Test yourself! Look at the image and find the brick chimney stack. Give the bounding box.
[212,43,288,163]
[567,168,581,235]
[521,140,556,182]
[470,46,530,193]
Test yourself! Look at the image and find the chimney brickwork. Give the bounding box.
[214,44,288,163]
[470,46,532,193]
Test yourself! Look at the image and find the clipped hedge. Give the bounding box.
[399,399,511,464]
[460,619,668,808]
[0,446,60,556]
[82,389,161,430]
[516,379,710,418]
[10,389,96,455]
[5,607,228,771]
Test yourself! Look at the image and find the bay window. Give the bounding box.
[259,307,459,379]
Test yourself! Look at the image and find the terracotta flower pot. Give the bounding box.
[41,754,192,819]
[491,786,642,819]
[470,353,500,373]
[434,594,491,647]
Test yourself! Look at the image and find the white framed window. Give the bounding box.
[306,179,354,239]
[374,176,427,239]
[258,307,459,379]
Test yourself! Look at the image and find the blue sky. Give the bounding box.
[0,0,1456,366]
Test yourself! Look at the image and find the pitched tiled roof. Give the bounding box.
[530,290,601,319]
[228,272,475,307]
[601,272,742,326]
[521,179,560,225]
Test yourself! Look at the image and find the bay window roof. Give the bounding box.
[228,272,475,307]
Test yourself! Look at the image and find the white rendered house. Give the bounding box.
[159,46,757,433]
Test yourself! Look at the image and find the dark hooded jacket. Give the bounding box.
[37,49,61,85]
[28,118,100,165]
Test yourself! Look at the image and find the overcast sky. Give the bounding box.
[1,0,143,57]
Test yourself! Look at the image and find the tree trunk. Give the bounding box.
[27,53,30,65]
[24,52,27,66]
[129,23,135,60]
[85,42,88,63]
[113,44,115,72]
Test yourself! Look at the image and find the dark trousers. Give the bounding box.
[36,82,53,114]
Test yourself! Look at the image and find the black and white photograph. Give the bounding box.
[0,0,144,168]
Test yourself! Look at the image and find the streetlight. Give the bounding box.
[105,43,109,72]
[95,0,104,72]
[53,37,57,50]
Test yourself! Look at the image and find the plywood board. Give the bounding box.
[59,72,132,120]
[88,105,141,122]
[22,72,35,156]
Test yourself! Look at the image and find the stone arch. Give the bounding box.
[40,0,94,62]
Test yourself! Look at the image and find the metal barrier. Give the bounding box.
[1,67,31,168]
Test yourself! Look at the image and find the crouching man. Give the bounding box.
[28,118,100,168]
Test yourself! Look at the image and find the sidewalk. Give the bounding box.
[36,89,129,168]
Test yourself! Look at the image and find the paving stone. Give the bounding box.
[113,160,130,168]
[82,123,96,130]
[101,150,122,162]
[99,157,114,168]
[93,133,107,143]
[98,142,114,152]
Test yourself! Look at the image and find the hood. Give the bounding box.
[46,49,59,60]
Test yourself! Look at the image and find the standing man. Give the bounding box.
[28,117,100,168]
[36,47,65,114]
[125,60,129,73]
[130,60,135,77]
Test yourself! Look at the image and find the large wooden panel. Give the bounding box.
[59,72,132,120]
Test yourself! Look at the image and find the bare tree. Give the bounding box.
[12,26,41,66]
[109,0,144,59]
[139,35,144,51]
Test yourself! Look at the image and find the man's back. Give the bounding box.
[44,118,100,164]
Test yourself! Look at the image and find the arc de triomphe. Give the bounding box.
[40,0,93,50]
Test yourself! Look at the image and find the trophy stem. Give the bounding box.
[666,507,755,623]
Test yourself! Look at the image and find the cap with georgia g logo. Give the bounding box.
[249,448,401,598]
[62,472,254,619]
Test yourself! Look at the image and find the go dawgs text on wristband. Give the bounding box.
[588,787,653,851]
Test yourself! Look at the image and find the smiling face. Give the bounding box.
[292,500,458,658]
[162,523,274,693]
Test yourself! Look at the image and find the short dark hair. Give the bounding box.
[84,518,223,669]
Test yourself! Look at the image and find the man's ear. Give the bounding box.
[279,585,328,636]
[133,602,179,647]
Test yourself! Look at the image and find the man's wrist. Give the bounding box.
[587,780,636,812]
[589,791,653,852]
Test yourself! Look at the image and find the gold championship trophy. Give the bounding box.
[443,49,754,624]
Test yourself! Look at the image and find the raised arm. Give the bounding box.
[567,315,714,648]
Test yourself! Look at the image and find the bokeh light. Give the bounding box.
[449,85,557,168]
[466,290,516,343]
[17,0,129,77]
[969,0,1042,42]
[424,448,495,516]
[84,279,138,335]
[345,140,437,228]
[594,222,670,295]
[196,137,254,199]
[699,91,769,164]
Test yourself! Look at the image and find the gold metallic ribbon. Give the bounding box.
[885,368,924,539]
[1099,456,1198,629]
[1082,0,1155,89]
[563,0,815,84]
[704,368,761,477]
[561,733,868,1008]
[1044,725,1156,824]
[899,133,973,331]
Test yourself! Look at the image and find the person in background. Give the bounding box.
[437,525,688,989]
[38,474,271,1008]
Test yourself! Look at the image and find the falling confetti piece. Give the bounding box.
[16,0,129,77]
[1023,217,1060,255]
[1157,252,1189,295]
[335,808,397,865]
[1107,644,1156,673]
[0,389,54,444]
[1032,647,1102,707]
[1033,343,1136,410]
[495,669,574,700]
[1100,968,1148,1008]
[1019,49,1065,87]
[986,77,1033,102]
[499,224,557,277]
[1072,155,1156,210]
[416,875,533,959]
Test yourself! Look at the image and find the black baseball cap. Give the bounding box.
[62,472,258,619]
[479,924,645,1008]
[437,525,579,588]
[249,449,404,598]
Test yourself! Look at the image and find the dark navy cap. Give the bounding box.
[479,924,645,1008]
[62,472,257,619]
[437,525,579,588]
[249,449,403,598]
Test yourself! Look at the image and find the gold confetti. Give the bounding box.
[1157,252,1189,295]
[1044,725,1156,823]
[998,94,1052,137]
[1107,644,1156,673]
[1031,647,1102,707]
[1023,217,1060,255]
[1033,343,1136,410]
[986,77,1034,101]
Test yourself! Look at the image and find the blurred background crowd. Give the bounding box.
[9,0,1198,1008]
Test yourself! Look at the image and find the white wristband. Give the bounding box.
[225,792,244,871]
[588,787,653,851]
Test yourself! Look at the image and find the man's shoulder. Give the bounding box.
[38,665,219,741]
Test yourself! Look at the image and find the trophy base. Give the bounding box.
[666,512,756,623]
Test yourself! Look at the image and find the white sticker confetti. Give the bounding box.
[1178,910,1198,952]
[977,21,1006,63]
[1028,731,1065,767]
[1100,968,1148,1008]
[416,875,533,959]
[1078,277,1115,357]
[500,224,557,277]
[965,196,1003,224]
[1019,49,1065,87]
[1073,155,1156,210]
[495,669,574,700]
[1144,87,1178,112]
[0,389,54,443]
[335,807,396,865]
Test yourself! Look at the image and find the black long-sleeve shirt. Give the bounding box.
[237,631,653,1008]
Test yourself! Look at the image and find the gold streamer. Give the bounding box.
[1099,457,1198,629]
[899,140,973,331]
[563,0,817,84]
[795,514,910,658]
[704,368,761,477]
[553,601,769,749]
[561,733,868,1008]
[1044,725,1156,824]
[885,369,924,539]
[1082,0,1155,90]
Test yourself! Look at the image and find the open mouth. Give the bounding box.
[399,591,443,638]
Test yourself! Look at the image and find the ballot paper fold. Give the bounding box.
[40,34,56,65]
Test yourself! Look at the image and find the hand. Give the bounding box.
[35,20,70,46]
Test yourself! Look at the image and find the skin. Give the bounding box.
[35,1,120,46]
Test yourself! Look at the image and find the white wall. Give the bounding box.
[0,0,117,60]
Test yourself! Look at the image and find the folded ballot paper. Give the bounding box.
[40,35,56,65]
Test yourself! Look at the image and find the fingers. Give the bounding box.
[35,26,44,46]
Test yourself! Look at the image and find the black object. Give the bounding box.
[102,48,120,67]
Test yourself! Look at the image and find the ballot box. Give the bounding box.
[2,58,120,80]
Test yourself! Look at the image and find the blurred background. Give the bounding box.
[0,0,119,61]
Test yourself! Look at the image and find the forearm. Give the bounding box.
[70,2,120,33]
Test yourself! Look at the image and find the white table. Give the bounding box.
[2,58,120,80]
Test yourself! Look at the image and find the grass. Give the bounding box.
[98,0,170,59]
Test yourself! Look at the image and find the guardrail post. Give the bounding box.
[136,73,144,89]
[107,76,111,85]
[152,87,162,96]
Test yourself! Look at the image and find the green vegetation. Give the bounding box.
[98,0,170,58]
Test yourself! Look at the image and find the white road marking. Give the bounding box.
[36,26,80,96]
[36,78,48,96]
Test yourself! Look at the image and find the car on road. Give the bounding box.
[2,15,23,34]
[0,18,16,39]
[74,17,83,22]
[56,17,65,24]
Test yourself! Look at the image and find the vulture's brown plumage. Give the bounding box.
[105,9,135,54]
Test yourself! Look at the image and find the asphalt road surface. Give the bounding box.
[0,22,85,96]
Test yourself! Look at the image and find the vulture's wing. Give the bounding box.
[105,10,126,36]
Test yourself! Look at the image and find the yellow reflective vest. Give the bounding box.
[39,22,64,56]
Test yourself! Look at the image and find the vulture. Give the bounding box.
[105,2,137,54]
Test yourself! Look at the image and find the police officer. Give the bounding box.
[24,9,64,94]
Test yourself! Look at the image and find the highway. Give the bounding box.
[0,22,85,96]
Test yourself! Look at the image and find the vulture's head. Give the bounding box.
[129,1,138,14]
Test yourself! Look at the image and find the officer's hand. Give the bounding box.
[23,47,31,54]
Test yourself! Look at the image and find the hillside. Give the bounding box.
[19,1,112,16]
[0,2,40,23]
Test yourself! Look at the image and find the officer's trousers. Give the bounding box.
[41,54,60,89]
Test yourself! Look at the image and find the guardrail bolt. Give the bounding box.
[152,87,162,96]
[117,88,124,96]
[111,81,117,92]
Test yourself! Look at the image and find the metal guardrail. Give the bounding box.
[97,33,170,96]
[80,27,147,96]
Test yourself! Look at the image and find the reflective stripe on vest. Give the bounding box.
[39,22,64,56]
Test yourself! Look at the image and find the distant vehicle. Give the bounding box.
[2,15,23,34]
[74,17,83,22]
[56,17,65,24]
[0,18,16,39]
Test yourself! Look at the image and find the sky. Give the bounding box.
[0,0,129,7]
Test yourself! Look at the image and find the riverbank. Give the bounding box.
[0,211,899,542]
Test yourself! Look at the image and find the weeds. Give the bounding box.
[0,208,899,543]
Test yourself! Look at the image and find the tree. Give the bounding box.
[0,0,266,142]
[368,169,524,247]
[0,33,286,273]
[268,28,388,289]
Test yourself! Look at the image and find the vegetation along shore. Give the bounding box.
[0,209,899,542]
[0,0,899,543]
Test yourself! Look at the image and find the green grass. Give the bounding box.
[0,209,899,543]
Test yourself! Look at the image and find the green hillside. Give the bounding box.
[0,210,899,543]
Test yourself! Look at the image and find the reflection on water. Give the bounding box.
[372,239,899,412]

──────────

Instruction
Copy out the records above unchanged, everything from the line containing "Test yourself! Look at the image and find the plywood" down to the line containing "[40,0,94,62]", both of those lines included.

Solution to this task
Test yourself! Look at the image and find the plywood board. Give the bounding box.
[59,72,132,120]
[88,105,141,122]
[22,72,35,156]
Test yourself! Look at the image and find the stone arch. Give the bounding box.
[40,0,94,62]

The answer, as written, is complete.